* **Problem to work on**: Give the entries again exactly, without pictures.

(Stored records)
:::

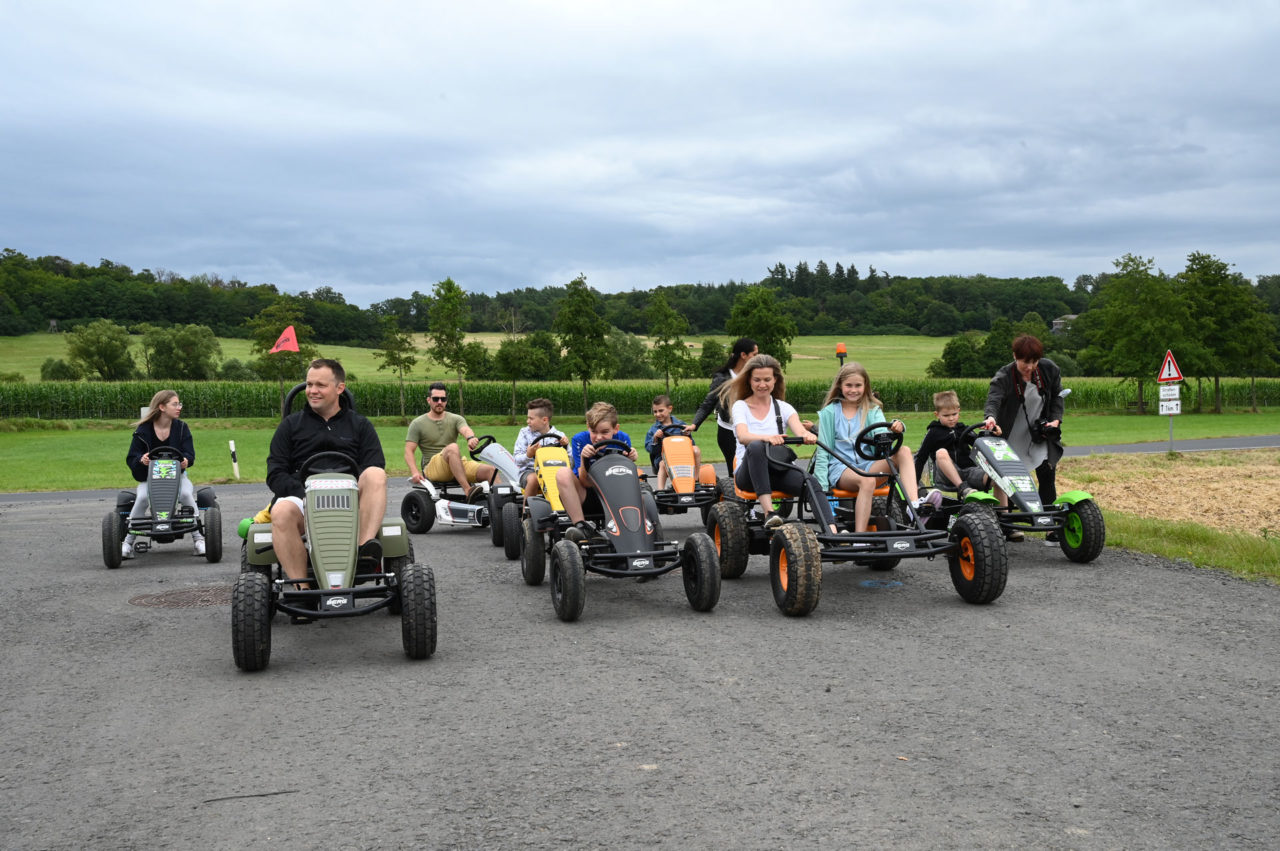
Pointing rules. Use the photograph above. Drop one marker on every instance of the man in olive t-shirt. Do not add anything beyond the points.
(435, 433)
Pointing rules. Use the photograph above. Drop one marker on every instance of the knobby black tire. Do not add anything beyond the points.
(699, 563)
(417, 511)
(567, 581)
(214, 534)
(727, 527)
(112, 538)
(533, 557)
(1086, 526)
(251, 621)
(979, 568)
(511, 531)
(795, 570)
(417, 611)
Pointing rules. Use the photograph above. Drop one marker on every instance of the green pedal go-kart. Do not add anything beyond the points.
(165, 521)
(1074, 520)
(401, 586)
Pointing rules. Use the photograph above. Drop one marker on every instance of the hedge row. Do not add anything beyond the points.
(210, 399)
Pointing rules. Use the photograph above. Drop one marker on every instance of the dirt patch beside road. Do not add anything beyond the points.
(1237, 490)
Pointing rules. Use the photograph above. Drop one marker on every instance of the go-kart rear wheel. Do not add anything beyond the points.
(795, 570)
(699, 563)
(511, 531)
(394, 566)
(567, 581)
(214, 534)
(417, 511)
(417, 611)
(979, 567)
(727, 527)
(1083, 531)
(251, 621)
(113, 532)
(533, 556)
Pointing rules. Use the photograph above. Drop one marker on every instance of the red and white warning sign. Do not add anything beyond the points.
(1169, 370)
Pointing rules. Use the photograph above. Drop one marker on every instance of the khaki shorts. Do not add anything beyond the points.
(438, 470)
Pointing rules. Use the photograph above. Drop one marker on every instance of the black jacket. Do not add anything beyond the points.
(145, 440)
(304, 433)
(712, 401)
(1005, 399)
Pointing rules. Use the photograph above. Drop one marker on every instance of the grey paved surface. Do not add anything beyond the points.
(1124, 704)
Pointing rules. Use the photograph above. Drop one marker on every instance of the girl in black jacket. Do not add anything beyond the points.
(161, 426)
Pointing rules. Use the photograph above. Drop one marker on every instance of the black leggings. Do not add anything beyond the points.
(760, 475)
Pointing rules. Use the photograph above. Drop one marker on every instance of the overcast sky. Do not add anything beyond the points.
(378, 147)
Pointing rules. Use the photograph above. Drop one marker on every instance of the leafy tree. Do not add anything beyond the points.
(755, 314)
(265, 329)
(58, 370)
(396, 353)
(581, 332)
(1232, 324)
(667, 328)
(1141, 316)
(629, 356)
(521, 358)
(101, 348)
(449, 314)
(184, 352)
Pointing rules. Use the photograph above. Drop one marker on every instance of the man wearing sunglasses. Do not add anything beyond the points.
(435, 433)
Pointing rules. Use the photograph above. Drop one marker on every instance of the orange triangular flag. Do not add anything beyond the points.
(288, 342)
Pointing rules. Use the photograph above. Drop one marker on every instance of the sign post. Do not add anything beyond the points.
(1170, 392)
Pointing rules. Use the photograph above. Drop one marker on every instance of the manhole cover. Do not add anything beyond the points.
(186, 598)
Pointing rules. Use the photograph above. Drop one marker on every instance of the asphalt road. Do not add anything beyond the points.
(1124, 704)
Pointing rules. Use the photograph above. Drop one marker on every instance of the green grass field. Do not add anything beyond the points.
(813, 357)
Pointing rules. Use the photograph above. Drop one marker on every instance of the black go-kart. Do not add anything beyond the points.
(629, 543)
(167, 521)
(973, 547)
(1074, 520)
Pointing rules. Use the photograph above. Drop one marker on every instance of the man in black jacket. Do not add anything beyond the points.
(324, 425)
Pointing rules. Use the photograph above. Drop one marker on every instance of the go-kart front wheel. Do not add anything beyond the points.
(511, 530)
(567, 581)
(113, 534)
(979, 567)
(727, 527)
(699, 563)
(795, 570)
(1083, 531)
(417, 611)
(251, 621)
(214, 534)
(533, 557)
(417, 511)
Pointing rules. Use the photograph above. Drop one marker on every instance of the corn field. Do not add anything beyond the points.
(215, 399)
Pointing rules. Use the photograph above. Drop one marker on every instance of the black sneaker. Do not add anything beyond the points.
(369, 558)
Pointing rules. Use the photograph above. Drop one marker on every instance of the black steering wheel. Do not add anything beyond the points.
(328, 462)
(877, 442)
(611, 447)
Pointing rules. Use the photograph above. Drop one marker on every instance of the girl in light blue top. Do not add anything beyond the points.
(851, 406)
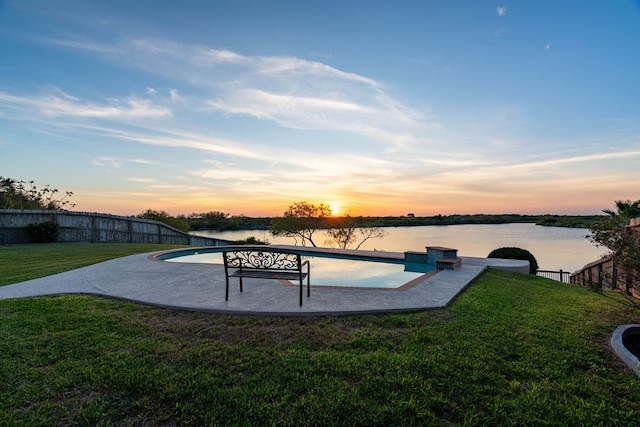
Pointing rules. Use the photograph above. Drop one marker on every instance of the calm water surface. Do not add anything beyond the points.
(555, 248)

:::

* **Output for this exercise**:
Pointing rules. Use the photograph above. Drop one marker on every instance of the man in olive t-shirt. Do not add anything beyond the points.
(435, 433)
Pointing rules. Use the photograph above. Drop one marker on every instance of the knobby black tire. Do not add anything beyond the points.
(699, 563)
(417, 511)
(567, 581)
(214, 534)
(727, 527)
(112, 538)
(533, 557)
(1086, 526)
(251, 621)
(979, 568)
(511, 531)
(795, 570)
(417, 611)
Pointing rules. Use the photograph above. Drop one marker on every instance of the green pedal go-kart. Do not add anything beyond the points.
(165, 521)
(1074, 520)
(401, 586)
Pointing rules. Use the photograph above. Drop one marker on every instance of the hedge row. Do not add anything beyond the points.
(210, 399)
Pointing rules. Use the photograph above. Drop one marker on every instance of the dirt patch beside road. Do not add anything beyond the points.
(1237, 490)
Pointing rules. Use the photograph above. Drop one marker on every instance of the go-kart rear wheel. Do not add anything beyond the points.
(795, 570)
(699, 563)
(511, 531)
(394, 566)
(567, 581)
(214, 534)
(417, 511)
(417, 611)
(979, 567)
(727, 527)
(1083, 531)
(251, 621)
(113, 532)
(533, 556)
Pointing rules. Use the photograph above. Drop one marker on every instance of the red and white warning sign. Do not add anything beyond the points.
(1169, 370)
Pointing rules. Use the photograph above. Drop one marker on every instance of the khaki shorts. Do not add anything beyond the points.
(438, 470)
Pointing rules. Use the photograph above. Drop one marker on every instance of the black jacket. Do not add anything beyond the points.
(145, 440)
(304, 433)
(712, 401)
(1005, 399)
Pointing rules. Use the photograph above. Drop one marker on every instance of the grey paved surface. Do not add anything beyond the points.
(1124, 704)
Pointing rules. Use the photograph above. Drop one marker on every instance of the girl in black jacket. Do not add anything beyond the points.
(161, 426)
Pointing rules. Use the photograph above. Drop one marker on every instance of the black leggings. Do not add anything beyond the points.
(760, 475)
Pointing rules. Use the photograph above. Drop one marker on every instance of the overcast sky. Do not add anything beyond the points.
(378, 147)
Pointing rules. Use the photograph above. Drop one marker on every instance of the leafy tree. Do not add anything beyond the points.
(755, 314)
(265, 329)
(58, 370)
(396, 353)
(581, 332)
(1232, 324)
(667, 328)
(1141, 316)
(629, 356)
(521, 358)
(101, 348)
(449, 314)
(184, 352)
Pointing rules. Use the photograph above. Drop one marker on every instance of the man wearing sunglasses. Do not add anything beyond the points.
(435, 433)
Pointing rules. Use the photograph above. Drop one marker on every instance of the orange triangular flag. Do not add anything beyond the points.
(288, 342)
Pointing rules. Use the photograph above. Drop one marker on every instance of the sign post. Do not add anything beyond the points.
(1170, 392)
Pointing rules. Use the photograph above. Drop one marker on every instance of the manhole cover. Do not add anything beyond the points.
(186, 598)
Pointing rules. Use the photograph above. Drop one marker on every instance of the asphalt road. Do not add anything beyond the points.
(1124, 704)
Pointing rules. Use the photograph above. Drop one marker on every instance of the green grass field. Do not add anything beyond the points.
(813, 357)
Pointing rules. Use the photograph above. Drop one marker on every instance of the black go-kart. Do not add anything beyond the points.
(629, 543)
(167, 521)
(973, 547)
(1074, 520)
Pointing rules. Use the photograph above. Drop one marker on every instance of the man in black jacket. Do not add anything beyond the points.
(324, 425)
Pointing rules. Use the photograph above. Drop one marker on every instance of the go-kart front wheel. Do not add anything beyond the points.
(511, 530)
(567, 581)
(113, 534)
(979, 567)
(727, 527)
(699, 563)
(795, 570)
(1083, 531)
(417, 611)
(251, 621)
(214, 534)
(533, 557)
(417, 511)
Pointing rules. Use the photograph above. Drop one marker on every instance of the corn field. Do not add anything beyond the points.
(215, 399)
Pointing rules. Use the photograph above. Drop one marker on every instance of the black sneaker. Do not add anything beyond the points.
(369, 558)
Pointing rules. Use the photograph above. Drop one marker on every instance of the black steering wheel. Do not add anything beyond the points.
(328, 462)
(877, 442)
(611, 447)
Pointing rules. Use the photograph above. Drop one marker on every instance of the girl in light blue top. Do not add anything beyond the points.
(851, 406)
Pointing rules. Use the photograph above. Drop one marker on every instance of the calm water surface. Do not add anything beyond the points.
(555, 248)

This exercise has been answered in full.